§ Input data:
---
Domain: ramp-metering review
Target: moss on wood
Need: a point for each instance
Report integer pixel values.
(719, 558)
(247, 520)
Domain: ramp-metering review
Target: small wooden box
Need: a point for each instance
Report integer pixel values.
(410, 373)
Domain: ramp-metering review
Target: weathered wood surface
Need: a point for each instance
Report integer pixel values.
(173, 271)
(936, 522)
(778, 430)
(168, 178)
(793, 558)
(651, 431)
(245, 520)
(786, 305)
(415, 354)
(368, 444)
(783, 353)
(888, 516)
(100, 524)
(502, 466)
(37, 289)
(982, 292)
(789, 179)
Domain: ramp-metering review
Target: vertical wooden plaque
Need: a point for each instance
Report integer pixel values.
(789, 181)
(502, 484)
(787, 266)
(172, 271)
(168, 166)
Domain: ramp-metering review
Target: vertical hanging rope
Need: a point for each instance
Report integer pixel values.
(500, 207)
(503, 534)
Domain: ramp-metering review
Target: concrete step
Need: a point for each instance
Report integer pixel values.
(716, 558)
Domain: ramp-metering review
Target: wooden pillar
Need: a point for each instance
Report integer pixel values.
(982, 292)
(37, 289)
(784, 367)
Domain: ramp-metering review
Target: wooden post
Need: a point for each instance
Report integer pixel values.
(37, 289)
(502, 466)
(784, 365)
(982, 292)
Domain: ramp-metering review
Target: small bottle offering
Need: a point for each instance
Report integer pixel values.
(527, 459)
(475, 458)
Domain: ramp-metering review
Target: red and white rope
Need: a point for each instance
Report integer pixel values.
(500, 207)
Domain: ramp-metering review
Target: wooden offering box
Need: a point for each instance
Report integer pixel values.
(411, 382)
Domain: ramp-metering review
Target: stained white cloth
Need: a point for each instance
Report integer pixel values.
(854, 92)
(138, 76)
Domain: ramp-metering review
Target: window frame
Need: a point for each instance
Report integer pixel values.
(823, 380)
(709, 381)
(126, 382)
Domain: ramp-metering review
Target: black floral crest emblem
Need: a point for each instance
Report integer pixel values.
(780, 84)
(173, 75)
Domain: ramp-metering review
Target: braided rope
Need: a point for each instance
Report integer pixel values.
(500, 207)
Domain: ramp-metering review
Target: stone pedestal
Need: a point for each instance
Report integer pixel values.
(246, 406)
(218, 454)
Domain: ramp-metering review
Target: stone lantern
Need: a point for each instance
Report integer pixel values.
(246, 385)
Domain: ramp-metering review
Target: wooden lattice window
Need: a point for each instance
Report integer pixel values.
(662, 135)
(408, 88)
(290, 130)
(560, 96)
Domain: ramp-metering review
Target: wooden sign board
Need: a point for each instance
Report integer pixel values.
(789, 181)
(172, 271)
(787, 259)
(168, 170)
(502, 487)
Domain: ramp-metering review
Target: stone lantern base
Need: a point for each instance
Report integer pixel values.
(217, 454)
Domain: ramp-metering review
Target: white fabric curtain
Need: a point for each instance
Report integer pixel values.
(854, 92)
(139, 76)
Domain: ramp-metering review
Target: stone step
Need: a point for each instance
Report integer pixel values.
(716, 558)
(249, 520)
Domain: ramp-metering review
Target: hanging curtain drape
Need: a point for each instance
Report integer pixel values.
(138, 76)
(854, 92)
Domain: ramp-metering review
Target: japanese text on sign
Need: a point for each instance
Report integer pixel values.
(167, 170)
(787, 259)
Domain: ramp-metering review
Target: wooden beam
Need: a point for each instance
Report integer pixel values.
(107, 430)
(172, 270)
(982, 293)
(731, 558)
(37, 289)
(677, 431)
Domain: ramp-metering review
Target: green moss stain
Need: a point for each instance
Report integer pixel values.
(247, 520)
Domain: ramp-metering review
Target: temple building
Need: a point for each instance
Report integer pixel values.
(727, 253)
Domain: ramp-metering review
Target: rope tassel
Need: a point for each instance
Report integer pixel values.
---
Pick out every line in the records above that contains the word "vertical" and copy each one.

Target: vertical wooden plaque
Target: vertical hanging rope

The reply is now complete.